Sunday, July 28, 2013

Rhyme and Reason

This blogpost is an extension of “Being Taken Care Of.” There are many things in my life that I thought were random, that had neither rhyme nor reason to them. They happened just ‘cuz and that was the end of it. As I’m slowly unpacking my boxes (I’m mostly finished!), I’m seeing that’s not the case. There is rhyme and reason to everything, even the seemingly random and illogical things.

Ink and pen
Life can be really poetic sometimes.
When I was in Tucson (which is a case of rhyme and reason in and of itself), I spent a good 10 minutes at Best Buy vacillating on whether to buy a small, portable speaker or a car stereo thingy that I could use to hook up my ipod. You see, I possessed a cassette-to-ipod device, but the woman’s car I was borrowing did not have a tape deck only a CD player. I had no desire to lug all of my CDs with me, and listening to music when I drive is a must, so there I was, debating which to get because the likelihood of me using either a speaker or car stereo thingy in the future seemed slim. I settled on the portable speaker and called it a day.  
Now that I’m unpacking, I find myself using my portable speaker all the time. It’s so much easier than firing up my computer. Who knew that seemingly random purchase would come in handy down the road? Also, five years ago (I kid you not) I bought a cable bone to organize my cords and cables. That purchase has been sitting in its plastic wrap with the price tag on it for FIVE YEARS. I’ve been meaning to give it away or return it to the store for store credit because I’ve never found any use for it, and I’ve lived in multiple places since I first bought it. And now, it’s finally being put to use. My inner packrat feels vindicated.

These are not very good examples, I know, but they’re indicative of my larger life pattern. In a review of my book Just a Girl from Kansas, my friend wrote in a private message:
“I know it's difficult to have hope when everything around you is falling apart or not going as planned, but reading your journey really filled me with a sense of no matter what there is a plan for you and everything will be OK and work out for the best.”
When I use my portable speaker or my cable bone or realize I’m experiencing x because I did y, it reminds me of that notion, that there is a plan for me, that everything will be OK, and that everything will work out for the best. I believe in fate AND free will. Really though I believe there is an invisible hand, a guiding force in my life, and when I take a step back for reflection, I see its presence. I see there is rhyme and reason for everything and for that I am grateful.

I dream of a world where we understand even the seemingly random events are connected by a thread leading to one thing and then another. A world where we appreciate that even if we don’t know the rhyme or reason now, we will. A world where we enjoy the poetry of our lives and watch as the rhymes manifest.

===

Tasks to carry out:
a) Print the passage of the blog post between "When I use my" and "I am grateful.", inclusive.
b) List each feature of the world the writer dreams of in the final paragraph of the blog post.
c) Summarize the blog post in two sentences.

===

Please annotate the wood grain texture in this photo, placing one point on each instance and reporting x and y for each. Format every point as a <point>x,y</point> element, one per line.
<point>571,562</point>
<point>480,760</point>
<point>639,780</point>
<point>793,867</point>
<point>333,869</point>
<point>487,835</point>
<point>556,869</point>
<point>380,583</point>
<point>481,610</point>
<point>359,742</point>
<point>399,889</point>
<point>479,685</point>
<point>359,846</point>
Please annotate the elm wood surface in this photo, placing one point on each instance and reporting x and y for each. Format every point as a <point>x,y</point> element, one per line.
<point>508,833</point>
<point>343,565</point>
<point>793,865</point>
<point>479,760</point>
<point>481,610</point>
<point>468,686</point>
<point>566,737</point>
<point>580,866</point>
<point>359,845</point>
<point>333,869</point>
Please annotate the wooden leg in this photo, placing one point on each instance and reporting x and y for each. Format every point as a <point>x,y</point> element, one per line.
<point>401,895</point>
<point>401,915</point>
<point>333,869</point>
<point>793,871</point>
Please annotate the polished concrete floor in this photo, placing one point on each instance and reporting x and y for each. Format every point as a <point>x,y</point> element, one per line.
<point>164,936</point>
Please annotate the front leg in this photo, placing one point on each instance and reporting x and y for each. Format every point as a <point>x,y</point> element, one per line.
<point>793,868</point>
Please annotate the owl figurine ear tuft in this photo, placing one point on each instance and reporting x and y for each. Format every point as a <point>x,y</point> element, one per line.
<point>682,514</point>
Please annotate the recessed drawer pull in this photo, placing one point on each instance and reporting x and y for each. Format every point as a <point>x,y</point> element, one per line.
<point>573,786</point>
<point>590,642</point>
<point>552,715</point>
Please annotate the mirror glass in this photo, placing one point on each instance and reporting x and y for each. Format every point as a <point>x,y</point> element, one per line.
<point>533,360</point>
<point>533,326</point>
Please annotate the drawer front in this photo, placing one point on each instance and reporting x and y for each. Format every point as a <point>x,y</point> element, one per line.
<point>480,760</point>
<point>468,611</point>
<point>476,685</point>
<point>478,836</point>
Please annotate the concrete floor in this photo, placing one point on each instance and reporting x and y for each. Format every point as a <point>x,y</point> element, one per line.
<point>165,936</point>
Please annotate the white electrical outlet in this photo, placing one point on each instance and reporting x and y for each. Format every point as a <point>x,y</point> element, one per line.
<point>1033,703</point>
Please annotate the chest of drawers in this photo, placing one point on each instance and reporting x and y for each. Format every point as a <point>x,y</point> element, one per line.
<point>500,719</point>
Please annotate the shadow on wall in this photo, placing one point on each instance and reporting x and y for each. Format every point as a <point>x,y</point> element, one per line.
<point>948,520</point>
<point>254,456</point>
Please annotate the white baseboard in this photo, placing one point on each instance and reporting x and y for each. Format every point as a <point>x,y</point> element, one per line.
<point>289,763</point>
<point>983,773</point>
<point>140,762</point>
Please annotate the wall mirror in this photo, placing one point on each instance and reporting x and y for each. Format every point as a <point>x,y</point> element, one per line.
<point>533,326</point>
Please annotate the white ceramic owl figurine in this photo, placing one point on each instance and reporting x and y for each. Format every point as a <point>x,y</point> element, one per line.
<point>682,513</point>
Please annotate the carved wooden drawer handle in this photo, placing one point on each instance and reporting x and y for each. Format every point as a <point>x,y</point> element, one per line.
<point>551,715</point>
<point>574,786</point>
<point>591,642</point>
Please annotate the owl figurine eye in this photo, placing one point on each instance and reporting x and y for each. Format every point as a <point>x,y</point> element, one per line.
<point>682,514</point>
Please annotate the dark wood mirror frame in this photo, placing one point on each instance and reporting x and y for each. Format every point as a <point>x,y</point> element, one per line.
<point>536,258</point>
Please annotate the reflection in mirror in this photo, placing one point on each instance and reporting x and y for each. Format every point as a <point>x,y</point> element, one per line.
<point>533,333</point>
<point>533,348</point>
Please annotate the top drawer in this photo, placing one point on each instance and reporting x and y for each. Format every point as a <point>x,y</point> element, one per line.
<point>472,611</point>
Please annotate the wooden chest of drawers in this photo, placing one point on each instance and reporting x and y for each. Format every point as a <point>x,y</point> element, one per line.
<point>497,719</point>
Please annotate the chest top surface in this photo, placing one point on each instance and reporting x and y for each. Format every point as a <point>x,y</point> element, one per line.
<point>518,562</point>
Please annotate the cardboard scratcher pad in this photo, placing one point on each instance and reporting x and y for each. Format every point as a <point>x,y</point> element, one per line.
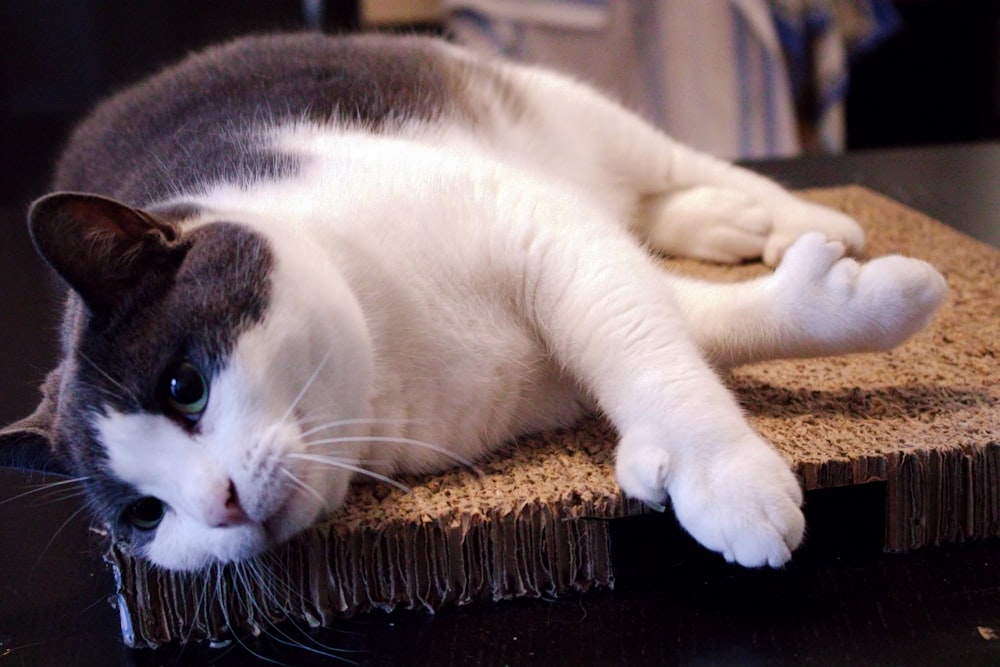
<point>924,419</point>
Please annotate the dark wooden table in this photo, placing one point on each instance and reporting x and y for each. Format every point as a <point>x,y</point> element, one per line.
<point>841,601</point>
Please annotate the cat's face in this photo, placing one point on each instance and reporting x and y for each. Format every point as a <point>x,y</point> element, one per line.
<point>205,376</point>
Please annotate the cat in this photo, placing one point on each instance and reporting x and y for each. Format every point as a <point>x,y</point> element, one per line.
<point>297,259</point>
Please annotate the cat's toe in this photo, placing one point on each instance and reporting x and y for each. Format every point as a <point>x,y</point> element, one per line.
<point>642,470</point>
<point>805,218</point>
<point>747,508</point>
<point>710,223</point>
<point>894,297</point>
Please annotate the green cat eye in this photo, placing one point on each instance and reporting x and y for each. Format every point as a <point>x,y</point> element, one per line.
<point>145,513</point>
<point>185,390</point>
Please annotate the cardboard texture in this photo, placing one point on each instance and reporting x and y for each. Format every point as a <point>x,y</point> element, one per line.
<point>531,520</point>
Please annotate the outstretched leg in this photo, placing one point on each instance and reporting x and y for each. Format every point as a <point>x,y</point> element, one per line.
<point>816,303</point>
<point>602,311</point>
<point>684,202</point>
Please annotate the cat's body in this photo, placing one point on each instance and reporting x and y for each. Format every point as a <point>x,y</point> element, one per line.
<point>390,255</point>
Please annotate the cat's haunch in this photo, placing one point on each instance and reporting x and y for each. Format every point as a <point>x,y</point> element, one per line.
<point>297,259</point>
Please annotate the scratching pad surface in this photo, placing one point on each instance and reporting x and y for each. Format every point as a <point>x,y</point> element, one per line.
<point>924,419</point>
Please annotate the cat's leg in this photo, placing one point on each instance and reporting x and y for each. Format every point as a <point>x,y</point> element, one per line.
<point>599,304</point>
<point>723,213</point>
<point>682,201</point>
<point>816,303</point>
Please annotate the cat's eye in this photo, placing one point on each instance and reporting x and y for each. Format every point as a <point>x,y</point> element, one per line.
<point>185,391</point>
<point>145,513</point>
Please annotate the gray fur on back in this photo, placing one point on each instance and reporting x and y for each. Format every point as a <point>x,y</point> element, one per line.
<point>197,122</point>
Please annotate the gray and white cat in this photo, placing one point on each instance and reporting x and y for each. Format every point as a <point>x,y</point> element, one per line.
<point>307,258</point>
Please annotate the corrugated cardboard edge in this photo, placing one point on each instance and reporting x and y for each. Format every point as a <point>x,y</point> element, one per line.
<point>334,572</point>
<point>925,419</point>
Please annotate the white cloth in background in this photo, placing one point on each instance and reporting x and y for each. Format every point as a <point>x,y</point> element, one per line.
<point>712,73</point>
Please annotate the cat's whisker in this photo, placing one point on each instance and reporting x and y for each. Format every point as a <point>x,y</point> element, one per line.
<point>126,392</point>
<point>50,487</point>
<point>308,384</point>
<point>352,422</point>
<point>398,440</point>
<point>307,488</point>
<point>353,467</point>
<point>61,528</point>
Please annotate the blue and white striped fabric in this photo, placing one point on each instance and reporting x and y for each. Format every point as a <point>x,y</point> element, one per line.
<point>730,77</point>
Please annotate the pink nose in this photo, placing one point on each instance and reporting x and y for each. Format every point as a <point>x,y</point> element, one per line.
<point>225,509</point>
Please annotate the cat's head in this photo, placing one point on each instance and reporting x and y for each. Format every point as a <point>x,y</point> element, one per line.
<point>207,370</point>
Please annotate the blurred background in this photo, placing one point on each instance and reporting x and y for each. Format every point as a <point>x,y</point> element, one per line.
<point>745,79</point>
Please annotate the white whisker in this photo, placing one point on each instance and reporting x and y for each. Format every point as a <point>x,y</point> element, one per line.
<point>305,487</point>
<point>351,422</point>
<point>49,486</point>
<point>340,463</point>
<point>402,441</point>
<point>307,385</point>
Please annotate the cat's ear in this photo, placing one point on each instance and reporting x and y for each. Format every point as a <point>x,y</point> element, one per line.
<point>101,247</point>
<point>27,444</point>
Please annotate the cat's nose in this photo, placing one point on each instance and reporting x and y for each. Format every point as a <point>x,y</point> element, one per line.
<point>226,510</point>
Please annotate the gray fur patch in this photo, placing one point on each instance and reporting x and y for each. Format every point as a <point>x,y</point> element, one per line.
<point>220,291</point>
<point>200,121</point>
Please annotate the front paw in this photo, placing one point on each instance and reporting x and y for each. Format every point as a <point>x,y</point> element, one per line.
<point>794,218</point>
<point>745,506</point>
<point>744,502</point>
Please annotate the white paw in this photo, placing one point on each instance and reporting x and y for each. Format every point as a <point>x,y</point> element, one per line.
<point>842,306</point>
<point>745,505</point>
<point>710,223</point>
<point>743,502</point>
<point>796,217</point>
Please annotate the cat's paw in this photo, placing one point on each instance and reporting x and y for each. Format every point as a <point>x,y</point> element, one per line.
<point>797,217</point>
<point>710,223</point>
<point>744,504</point>
<point>844,306</point>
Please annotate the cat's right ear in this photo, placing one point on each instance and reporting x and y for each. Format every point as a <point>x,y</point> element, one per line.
<point>28,444</point>
<point>101,247</point>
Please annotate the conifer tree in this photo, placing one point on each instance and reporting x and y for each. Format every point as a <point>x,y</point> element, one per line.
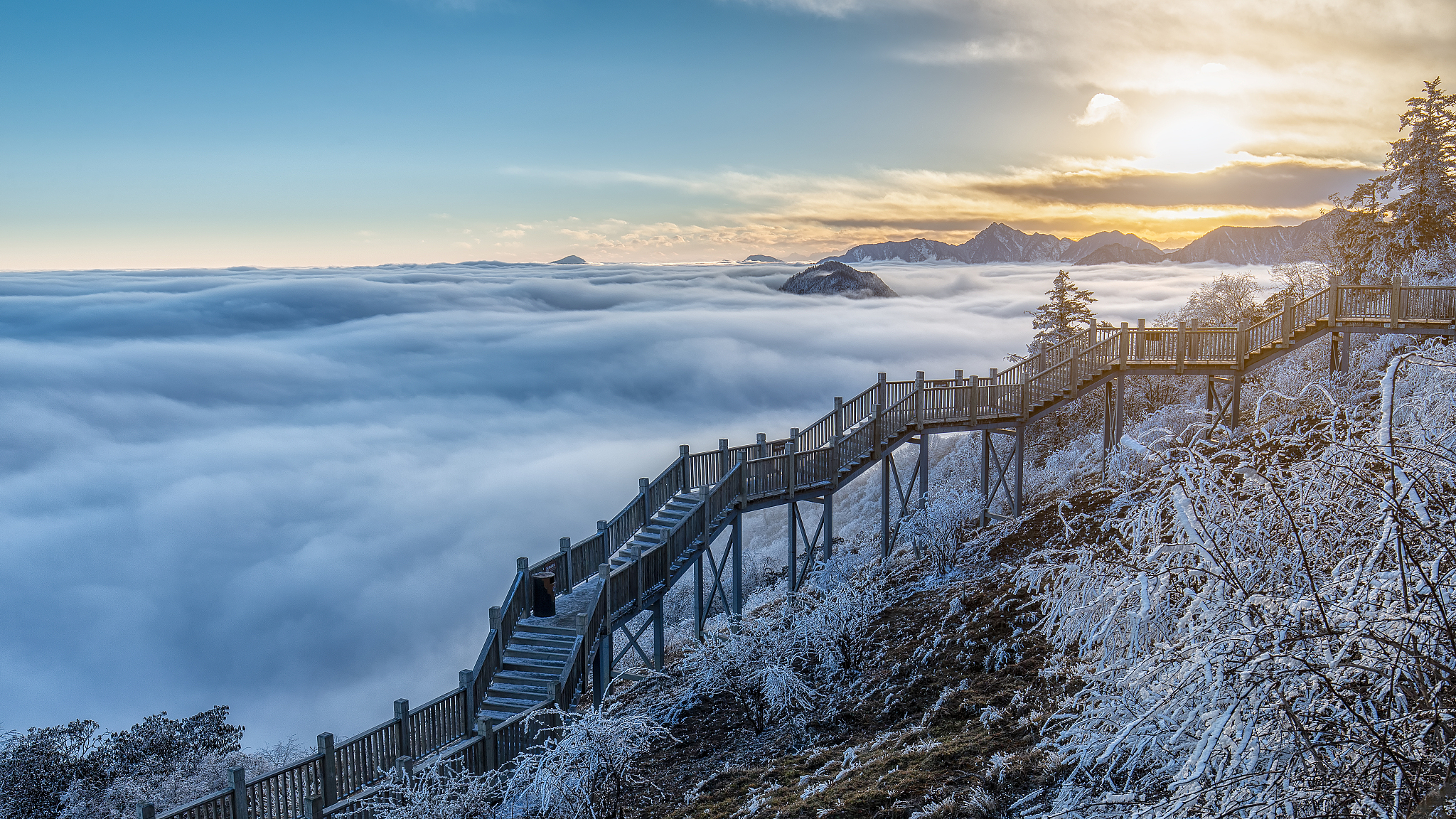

===

The results:
a)
When I use my portable speaker or my cable bone or realize I’m experiencing x because I did y, it reminds me of that notion, that there is a plan for me, that everything will be OK, and that everything will work out for the best. I believe in fate AND free will. Really though I believe there is an invisible hand, a guiding force in my life, and when I take a step back for reflection, I see its presence. I see there is rhyme and reason for everything and for that I am grateful.

b)
- We understand that even seemingly random events are connected by a thread leading to one thing and then another.
- We appreciate that even if we don't know the rhyme or reason now, we will.
- We enjoy the poetry of our lives and watch as the rhymes manifest.

c) While unpacking, the writer realizes that things once thought random have rhyme and reason: a portable speaker bought in Tucson and a cable bone left unused for five years are both now being put to use. The writer sees these small cases as part of a larger pattern that points to a plan and a guiding force, and closes by dreaming of a world that sees even seemingly random events as connected.